Stored data —
——
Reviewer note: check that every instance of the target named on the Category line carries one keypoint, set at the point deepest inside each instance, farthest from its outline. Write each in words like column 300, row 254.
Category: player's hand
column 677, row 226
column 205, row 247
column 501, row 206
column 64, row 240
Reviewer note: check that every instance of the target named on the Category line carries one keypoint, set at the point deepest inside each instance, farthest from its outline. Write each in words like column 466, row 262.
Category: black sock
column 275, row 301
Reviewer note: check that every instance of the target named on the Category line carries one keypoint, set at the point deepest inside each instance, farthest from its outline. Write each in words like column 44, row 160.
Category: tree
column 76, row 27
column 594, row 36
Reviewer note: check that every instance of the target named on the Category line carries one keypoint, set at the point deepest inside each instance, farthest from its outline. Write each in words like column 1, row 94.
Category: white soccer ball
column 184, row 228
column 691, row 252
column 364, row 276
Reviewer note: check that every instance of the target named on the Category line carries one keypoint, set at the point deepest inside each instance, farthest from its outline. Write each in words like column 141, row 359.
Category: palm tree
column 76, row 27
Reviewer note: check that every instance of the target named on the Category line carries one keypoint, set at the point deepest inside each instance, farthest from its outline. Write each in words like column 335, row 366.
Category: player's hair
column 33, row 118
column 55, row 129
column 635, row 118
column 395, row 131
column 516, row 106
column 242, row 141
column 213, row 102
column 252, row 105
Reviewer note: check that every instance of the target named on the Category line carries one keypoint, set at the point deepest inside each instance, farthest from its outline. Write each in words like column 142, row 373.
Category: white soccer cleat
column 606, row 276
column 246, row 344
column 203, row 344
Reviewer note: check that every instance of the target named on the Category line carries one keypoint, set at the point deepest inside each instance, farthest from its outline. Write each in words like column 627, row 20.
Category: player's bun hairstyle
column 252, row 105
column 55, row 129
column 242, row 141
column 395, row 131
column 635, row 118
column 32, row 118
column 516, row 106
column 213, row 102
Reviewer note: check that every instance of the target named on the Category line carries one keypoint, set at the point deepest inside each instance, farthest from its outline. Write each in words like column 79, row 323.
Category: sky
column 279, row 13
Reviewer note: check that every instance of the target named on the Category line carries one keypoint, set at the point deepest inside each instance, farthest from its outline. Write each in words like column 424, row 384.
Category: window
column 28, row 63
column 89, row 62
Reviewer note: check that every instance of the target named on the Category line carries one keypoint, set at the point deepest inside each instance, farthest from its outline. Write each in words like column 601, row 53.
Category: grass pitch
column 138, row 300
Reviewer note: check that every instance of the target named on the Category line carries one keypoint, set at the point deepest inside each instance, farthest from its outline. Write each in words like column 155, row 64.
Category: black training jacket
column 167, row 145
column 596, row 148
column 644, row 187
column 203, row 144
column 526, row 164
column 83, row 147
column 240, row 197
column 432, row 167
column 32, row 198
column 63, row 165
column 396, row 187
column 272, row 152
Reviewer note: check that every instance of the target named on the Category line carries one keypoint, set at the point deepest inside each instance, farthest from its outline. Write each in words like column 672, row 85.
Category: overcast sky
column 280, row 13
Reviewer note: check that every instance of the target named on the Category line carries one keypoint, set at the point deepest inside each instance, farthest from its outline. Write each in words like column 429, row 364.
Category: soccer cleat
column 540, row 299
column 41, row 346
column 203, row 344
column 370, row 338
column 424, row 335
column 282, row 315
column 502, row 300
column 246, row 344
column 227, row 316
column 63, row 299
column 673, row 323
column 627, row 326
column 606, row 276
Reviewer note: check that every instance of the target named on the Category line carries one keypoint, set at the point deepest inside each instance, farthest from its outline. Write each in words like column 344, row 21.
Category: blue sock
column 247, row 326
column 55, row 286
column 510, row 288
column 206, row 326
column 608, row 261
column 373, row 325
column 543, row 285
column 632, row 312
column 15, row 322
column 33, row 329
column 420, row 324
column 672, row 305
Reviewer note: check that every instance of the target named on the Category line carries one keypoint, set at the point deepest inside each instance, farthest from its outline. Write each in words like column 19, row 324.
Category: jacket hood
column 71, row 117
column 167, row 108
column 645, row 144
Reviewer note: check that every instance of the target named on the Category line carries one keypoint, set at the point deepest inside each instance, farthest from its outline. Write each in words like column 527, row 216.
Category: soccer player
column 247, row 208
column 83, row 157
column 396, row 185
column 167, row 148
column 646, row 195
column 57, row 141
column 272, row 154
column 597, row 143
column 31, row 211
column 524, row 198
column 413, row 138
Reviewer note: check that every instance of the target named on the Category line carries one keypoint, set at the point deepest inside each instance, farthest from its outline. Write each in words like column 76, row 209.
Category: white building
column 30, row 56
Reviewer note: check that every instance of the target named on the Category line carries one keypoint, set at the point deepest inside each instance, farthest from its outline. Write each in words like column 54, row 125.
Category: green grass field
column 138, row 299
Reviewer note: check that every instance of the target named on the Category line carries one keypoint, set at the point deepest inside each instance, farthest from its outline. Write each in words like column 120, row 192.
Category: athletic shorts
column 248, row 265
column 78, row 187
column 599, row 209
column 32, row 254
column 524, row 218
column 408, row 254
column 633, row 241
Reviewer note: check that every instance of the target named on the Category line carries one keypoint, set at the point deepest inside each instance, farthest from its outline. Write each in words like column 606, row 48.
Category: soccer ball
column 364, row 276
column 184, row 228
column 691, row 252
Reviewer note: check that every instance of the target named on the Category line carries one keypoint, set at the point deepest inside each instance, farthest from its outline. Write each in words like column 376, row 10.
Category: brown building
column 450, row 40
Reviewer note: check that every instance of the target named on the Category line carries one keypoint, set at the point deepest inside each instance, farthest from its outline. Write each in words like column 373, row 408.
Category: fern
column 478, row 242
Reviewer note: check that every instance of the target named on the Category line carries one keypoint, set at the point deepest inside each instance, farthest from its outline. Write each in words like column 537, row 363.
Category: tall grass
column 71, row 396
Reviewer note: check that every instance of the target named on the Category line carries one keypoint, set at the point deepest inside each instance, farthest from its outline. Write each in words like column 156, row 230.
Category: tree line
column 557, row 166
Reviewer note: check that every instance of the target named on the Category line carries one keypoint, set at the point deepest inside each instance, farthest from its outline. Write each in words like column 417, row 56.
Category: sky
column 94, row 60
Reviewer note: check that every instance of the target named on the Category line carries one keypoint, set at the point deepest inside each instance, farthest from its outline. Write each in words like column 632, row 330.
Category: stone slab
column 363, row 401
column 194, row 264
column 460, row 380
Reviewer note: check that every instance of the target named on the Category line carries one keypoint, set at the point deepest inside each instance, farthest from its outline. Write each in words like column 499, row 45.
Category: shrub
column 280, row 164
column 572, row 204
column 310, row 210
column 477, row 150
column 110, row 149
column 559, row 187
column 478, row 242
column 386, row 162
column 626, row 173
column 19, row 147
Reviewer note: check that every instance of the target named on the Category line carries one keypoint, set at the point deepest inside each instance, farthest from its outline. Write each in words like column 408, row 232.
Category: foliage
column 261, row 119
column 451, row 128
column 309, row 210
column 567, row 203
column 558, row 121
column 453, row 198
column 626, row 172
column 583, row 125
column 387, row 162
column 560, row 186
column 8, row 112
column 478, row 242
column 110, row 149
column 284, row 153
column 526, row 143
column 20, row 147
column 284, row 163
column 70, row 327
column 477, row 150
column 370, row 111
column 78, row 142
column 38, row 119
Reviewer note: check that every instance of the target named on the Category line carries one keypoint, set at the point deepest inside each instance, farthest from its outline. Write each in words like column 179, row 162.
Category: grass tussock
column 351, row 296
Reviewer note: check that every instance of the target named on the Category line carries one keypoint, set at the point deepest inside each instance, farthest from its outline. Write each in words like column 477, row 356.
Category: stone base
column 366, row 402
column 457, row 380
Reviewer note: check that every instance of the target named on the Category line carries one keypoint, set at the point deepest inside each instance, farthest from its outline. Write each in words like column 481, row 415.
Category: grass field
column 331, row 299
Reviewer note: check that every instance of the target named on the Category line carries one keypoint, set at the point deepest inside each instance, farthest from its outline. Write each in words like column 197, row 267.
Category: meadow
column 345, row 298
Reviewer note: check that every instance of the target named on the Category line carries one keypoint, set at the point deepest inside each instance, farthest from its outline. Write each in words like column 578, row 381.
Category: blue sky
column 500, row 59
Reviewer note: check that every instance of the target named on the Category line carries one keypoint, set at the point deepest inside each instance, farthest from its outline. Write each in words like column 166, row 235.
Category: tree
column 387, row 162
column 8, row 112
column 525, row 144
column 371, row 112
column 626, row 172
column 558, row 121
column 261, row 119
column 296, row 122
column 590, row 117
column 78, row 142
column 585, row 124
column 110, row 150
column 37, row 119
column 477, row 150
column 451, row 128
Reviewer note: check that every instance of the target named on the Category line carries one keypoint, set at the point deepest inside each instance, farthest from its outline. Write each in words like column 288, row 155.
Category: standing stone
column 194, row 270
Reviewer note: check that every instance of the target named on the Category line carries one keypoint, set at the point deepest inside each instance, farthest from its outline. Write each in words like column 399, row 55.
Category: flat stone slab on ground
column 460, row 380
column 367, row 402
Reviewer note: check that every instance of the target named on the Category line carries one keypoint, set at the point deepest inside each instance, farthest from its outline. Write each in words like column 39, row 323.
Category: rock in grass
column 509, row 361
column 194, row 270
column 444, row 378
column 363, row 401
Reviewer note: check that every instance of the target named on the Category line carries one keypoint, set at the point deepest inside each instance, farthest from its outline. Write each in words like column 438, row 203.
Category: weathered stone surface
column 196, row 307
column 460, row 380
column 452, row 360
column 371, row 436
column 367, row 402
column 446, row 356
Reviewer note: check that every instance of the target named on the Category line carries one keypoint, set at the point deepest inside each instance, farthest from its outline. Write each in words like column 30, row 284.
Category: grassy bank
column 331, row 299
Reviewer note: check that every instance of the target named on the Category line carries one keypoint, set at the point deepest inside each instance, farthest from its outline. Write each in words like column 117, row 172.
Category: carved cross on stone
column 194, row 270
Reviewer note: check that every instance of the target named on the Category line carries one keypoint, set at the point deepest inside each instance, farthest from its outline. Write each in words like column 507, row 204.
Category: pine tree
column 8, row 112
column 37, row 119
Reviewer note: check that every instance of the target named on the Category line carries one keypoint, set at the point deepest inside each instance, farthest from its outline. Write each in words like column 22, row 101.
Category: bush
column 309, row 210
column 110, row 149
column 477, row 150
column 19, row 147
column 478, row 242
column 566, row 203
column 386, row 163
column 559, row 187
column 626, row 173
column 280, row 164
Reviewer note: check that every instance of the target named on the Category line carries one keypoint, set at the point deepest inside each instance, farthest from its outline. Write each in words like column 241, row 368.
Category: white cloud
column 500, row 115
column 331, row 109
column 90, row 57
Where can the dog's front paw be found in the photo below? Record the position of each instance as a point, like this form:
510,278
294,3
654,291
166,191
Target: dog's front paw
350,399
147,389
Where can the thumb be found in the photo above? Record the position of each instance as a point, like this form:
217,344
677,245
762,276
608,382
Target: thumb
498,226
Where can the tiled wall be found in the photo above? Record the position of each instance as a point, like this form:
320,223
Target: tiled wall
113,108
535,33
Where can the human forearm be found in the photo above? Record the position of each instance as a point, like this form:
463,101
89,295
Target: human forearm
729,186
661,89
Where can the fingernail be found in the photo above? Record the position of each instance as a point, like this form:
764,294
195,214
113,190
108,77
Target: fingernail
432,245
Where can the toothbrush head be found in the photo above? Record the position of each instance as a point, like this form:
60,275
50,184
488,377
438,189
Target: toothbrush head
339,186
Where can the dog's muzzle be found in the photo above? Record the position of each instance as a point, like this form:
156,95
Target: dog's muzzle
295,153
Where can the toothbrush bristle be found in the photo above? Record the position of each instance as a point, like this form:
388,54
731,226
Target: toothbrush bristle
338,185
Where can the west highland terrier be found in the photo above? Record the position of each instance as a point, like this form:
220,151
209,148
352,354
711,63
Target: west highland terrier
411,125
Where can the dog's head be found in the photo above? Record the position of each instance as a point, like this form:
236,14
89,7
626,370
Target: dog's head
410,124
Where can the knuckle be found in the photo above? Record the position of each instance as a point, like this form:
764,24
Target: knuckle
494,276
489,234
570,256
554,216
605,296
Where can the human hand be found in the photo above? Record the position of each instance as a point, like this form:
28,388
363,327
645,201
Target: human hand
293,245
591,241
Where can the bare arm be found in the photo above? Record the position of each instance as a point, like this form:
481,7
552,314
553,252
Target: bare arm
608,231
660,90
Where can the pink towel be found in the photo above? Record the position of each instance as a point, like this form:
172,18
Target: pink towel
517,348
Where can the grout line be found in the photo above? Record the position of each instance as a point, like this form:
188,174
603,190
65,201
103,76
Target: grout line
——
What you should do —
Look above for lines with the word "grout" and copy them all.

Output for this task —
Where can the grout line be found in the photo above? Record the position of each instance as a point, like this form:
Target: grout line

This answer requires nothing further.